→ **ASSIGNMENT A**
Print the stretch from "Pride Stars: Young" through "and Google Pixel." of the Young M.A. profile.
→ **ASSIGNMENT B**
Please answer these from the Young M.A. profile:
(i) In what year did Young M.A. release the underground freestyle Brooklyn Chiraq?
(ii) Which character on the Fox show Empire was she the inspiration for?
(iii) Which three brands are named as having campaigns with her?

→ **EXCERPTED PASSAGE**
BEGIN

Pride Stars: Young M.A. on Partnering With Brands, Authenticity and Sex Toys

The openly gay rapper and Adweek Pride Star has built her own empire

Young M.A. set out to be nothing less than the best freelancer in the rap game. - Credit by Getty Images
Headshot of Mary Emily O

Key insight:

Many people first heard of Young M.A. after her 2014 underground freestyle rap Brooklyn Chiraq sparked a heated controversy about glorifying gun violence in music. Or maybe they’ve heard that she was the inspiration for the character Freda Gatz on the Fox hit Empire, but turned down the role out of concerns she would be pigeonholed. Or maybe you just know who Young M.A. is because she’s one of few openly gay rappers, one of few visibly masculine “stud” lesbians in pop culture today.

Or perhaps you’ve seen Young M.A. in campaigns for brands like Beats by Dre, Pandora and Google Pixel.

As one of this generation’s most charming and authentic hip-hop stars, Young M.A. is part of the inaugural class of Adweek’s Pride Stars, a new industry award honoring LGBTQ leaders in marketing, advertising, brands, media, tech and culture.

END

→ **RECORD EXTRACTS**
BEGIN

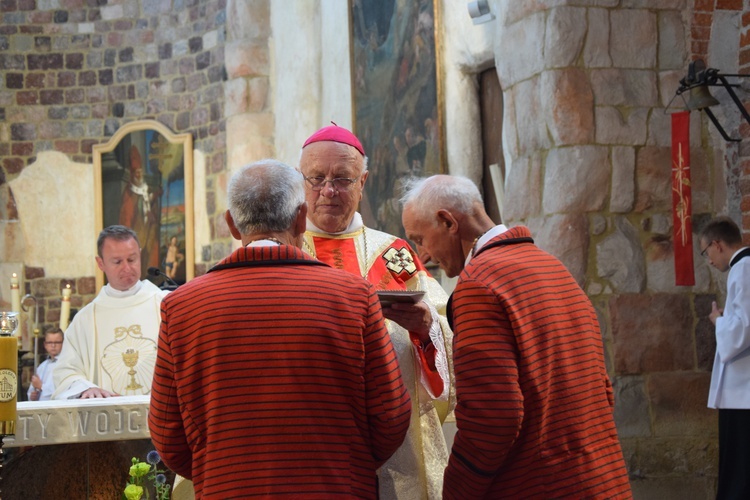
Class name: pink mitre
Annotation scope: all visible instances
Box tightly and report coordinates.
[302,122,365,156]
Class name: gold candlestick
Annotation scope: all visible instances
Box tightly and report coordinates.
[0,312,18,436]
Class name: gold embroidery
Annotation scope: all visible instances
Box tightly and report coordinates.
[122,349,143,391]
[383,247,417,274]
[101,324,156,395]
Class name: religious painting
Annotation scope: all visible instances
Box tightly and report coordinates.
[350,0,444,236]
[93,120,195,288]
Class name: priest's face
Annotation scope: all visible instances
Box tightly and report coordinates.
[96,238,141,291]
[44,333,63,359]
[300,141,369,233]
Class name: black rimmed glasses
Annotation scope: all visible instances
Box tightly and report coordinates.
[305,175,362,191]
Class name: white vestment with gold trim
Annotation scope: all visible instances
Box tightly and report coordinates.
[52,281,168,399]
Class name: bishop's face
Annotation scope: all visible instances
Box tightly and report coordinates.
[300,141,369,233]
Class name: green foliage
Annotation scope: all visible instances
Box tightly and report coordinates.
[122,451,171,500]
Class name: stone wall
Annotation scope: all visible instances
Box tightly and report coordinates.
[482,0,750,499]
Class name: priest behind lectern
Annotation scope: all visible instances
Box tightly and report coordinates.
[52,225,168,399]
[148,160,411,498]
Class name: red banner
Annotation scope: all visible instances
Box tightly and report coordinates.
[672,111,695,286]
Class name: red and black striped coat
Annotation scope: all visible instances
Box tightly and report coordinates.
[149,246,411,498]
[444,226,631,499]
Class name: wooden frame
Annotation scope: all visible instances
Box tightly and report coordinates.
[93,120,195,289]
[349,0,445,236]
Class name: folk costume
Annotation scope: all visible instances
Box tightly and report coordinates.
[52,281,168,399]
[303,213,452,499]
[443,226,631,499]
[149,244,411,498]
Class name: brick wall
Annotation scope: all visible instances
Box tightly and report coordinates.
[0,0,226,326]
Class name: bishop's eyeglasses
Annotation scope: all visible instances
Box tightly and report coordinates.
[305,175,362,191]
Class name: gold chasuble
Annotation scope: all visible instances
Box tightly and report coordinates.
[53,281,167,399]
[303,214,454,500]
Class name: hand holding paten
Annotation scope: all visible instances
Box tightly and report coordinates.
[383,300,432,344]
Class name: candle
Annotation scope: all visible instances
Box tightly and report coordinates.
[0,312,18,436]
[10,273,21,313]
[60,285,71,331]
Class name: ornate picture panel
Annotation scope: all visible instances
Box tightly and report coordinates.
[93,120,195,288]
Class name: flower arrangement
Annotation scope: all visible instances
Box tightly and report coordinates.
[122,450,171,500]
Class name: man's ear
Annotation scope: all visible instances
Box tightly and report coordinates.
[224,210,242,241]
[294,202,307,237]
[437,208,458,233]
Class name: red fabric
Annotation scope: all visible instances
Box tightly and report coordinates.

END
BEGIN

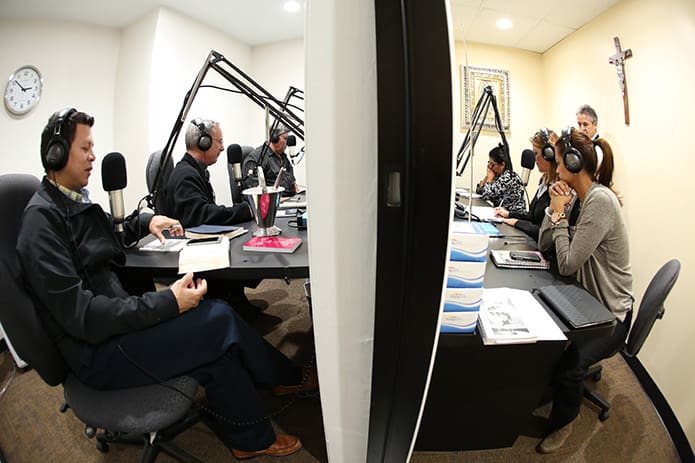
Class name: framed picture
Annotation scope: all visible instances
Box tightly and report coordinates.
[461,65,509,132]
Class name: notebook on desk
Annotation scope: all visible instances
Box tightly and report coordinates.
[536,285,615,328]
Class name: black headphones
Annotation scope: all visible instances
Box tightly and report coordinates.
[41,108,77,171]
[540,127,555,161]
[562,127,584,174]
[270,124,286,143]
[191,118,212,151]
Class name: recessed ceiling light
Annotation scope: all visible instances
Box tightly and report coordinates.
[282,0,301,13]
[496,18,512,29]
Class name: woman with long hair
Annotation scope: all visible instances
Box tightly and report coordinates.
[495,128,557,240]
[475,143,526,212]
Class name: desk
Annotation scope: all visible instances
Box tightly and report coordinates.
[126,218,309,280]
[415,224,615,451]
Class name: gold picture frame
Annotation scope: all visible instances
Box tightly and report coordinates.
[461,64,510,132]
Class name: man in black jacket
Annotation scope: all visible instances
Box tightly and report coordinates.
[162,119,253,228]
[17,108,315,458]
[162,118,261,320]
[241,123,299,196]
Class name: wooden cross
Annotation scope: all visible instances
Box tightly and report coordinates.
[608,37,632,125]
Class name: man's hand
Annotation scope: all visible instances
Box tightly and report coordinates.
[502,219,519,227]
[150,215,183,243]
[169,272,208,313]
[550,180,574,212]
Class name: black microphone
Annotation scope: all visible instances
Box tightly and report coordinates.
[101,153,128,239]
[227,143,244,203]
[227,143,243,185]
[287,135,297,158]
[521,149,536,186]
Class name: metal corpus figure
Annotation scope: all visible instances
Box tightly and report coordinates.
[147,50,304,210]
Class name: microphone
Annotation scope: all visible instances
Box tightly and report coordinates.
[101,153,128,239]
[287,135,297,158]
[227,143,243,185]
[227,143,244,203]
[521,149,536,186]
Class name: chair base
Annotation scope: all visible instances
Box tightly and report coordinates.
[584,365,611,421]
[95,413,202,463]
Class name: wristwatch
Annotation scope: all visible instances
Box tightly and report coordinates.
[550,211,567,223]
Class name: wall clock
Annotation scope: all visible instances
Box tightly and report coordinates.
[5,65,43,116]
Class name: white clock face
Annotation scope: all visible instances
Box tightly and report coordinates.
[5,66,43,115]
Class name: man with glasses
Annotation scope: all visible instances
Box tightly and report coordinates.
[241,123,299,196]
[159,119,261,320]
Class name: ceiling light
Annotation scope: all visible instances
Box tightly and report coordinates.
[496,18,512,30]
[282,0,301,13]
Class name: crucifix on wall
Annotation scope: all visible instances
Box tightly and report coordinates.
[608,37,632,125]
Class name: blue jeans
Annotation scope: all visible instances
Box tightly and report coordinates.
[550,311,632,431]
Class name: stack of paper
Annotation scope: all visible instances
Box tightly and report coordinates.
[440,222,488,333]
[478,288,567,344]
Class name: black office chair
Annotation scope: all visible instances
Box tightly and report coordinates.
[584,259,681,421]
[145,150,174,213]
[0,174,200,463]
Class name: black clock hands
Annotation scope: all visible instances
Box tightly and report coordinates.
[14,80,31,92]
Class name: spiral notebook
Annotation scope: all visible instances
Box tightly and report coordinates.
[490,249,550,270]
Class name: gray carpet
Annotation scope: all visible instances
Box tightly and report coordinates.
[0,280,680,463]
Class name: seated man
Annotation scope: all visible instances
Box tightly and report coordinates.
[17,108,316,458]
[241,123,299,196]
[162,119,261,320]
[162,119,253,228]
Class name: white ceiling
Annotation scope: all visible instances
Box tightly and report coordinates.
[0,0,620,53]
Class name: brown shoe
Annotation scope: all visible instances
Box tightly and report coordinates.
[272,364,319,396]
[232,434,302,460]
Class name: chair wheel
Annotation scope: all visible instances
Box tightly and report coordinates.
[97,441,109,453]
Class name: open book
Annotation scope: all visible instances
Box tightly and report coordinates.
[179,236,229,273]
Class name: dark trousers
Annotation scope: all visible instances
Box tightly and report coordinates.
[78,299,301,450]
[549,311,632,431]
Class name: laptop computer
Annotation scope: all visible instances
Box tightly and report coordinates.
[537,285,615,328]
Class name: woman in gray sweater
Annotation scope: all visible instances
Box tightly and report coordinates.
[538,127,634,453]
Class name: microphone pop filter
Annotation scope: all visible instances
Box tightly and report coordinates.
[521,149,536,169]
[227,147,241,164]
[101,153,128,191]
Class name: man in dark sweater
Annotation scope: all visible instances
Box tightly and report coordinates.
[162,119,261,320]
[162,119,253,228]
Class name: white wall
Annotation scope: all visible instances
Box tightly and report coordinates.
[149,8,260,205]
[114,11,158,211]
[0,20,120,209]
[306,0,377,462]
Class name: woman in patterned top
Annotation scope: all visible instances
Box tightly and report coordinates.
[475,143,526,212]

END
BEGIN

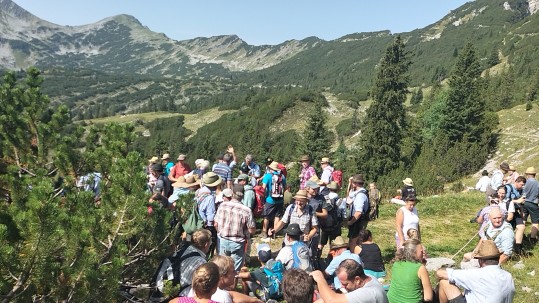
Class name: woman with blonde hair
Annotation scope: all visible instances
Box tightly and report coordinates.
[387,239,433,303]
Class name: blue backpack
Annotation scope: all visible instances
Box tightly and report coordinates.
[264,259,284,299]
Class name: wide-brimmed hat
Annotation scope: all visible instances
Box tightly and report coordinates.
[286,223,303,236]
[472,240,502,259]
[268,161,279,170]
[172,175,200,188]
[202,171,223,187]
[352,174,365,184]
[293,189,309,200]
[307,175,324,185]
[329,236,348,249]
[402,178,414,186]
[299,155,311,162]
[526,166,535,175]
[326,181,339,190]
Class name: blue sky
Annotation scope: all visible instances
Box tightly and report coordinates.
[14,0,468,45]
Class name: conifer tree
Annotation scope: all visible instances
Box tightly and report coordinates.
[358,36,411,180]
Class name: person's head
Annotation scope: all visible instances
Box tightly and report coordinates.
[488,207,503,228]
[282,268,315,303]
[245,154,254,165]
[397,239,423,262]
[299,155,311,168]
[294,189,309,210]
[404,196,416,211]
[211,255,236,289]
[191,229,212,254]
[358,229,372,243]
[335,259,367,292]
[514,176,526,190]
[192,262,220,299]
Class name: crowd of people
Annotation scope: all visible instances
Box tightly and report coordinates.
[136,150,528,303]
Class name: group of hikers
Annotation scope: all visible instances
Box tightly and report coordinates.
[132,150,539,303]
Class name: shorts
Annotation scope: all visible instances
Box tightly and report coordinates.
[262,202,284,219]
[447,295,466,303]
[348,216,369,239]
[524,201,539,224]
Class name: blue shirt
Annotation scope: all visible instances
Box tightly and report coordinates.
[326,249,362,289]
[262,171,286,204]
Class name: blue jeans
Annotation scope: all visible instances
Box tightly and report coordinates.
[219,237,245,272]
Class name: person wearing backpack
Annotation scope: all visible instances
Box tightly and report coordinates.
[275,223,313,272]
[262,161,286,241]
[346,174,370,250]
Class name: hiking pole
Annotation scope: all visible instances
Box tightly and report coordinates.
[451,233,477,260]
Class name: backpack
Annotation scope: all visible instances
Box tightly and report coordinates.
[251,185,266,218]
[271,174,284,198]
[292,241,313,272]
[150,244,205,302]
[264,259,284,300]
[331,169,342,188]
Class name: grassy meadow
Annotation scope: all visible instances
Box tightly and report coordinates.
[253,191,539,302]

END

→ **EXERCISE ANSWER A**
Pride Stars: Young M.A. on Partnering With Brands, Authenticity and Sex Toys

The openly gay rapper and Adweek Pride Star has built her own empire

Young M.A. set out to be nothing less than the best freelancer in the rap game. - Credit by Getty Images
Headshot of Mary Emily O

Key insight:

Many people first heard of Young M.A. after her 2014 underground freestyle rap Brooklyn Chiraq sparked a heated controversy about glorifying gun violence in music. Or maybe they’ve heard that she was the inspiration for the character Freda Gatz on the Fox hit Empire, but turned down the role out of concerns she would be pigeonholed. Or maybe you just know who Young M.A. is because she’s one of few openly gay rappers, one of few visibly masculine “stud” lesbians in pop culture today.

Or perhaps you’ve seen Young M.A. in campaigns for brands like Beats by Dre, Pandora and Google Pixel.

→ **EXERCISE ANSWER B**
(i) 2014
(ii) Freda Gatz
(iii) Beats by Dre, Pandora and Google Pixel